How do you remove duplicates from a list whilst preserving order?

Tags:

python

list

duplicates

unique

Is there a built-in that removes duplicates from list in Python, whilst preserving order? I know that I can use a set to remove duplicates, but that destroys the original order. I also know that I can roll my own like this:

def uniq(input):   output = []   for x in input:     if x not in output:       output.append(x)   return output

(Thanks to unwind for that code sample.)

But I'd like to avail myself of a built-in or a more Pythonic idiom if possible.

Related question: In Python, what is the fastest algorithm for removing duplicates from a list so that all elements are unique while preserving order?

448

asked Jan 26 '09 15:01

Josh Glover

2 Answers

Here you have some alternatives: http://www.peterbe.com/plog/uniqifiers-benchmark

Fastest one:

def f7(seq):     seen = set()     seen_add = seen.add     return [x for x in seq if not (x in seen or seen_add(x))]

Why assign seen.add to seen_add instead of just calling seen.add? Python is a dynamic language, and resolving seen.add each iteration is more costly than resolving a local variable. seen.add could have changed between iterations, and the runtime isn't smart enough to rule that out. To play it safe, it has to check the object each time.

If you plan on using this function a lot on the same dataset, perhaps you would be better off with an ordered set: http://code.activestate.com/recipes/528878/

O(1) insertion, deletion and member-check per operation.

(Small additional note: seen.add() always returns None, so the or above is there only as a way to attempt a set update, and not as an integral part of the logical test.)

185

answered Sep 20 '22 19:09

Markus Jarderot

The best solution varies by Python version and environment constraints:

Python 3.7+ (and most interpreters supporting 3.6, as an implementation detail):

First introduced in PyPy 2.5.0, and adopted in CPython 3.6 as an implementation detail, before being made a language guarantee in Python 3.7, plain dict is insertion-ordered, and even more efficient than the (also C implemented as of CPython 3.5) collections.OrderedDict. So the fastest solution, by far, is also the simplest:

>>> items = [1, 2, 0, 1, 3, 2] >>> list(dict.fromkeys(items))  # Or [*dict.fromkeys(items)] if you prefer [1, 2, 0, 3]

Like list(set(items)) this pushes all the work to the C layer (on CPython), but since dicts are insertion ordered, dict.fromkeys doesn't lose ordering. It's slower than list(set(items)) (takes 50-100% longer typically), but much faster than any other order-preserving solution (takes about half the time of hacks involving use of sets in a listcomp).

Important note: The unique_everseen solution from more_itertools (see below) has some unique advantages in terms of laziness and support for non-hashable input items; if you need these features, it's the only solution that will work.

Python 3.5 (and all older versions if performance isn't critical)

▶ **Information provided**
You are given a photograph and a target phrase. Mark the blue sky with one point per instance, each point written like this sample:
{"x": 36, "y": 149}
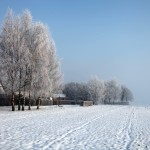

▶ **Exercise objective**
Please continue the forum thread on removing duplicates from a Python list while keeping order, starting after its final heading about Python 3.5.

▶ **Output of the task**
As Raymond pointed out, in CPython 3.5 where OrderedDict is implemented in C, ugly list comprehension hacks are slower than OrderedDict.fromkeys (unless you actually need the list at the end - and even then, only if the input is very short). So on both performance and readability the best solution for CPython 3.5 is the OrderedDict equivalent of the 3.6+ use of plain dict:

>>> from collections import OrderedDict >>> items = [1, 2, 0, 1, 3, 2] >>> list(OrderedDict.fromkeys(items)) [1, 2, 0, 3]

On CPython 3.4 and earlier, this will be slower than some other solutions, so if profiling shows you need a better solution, keep reading.

Python 3.4 and earlier, if performance is critical and third-party modules are acceptable

As @abarnert notes, the more_itertools library (pip install more_itertools) contains a unique_everseen function that is built to solve this problem without any unreadable (not seen.add) mutations in list comprehensions. This is the fastest solution too:

>>> from more_itertools import unique_everseen >>> items = [1, 2, 0, 1, 3, 2] >>> list(unique_everseen(items)) [1, 2, 0, 3]

Just one simple library import and no hacks.

The module is adapting the itertools recipe unique_everseen which looks like:

def unique_everseen(iterable, key=None):     "List unique elements, preserving order. Remember all elements ever seen."     # unique_everseen('AAAABBBCCDAABBB') --> A B C D     # unique_everseen('ABBCcAD', str.lower) --> A B C D     seen = set()     seen_add = seen.add     if key is None:         for element in filterfalse(seen.__contains__, iterable):             seen_add(element)             yield element     else:         for element in iterable:             k = key(element)             if k not in seen:                 seen_add(k)                 yield element

but unlike the itertools recipe, it supports non-hashable items (at a performance cost; if all elements in iterable are non-hashable, the algorithm becomes O(n²), vs. O(n) if they're all hashable).

Important note: Unlike all the other solutions here, unique_everseen can be used lazily; the peak memory usage will be the same (eventually, the underlying set grows to the same size), but if you don't listify the result, you just iterate it, you'll be able to process unique items as they're found, rather than waiting until the entire input has been deduplicated before processing the first unique item.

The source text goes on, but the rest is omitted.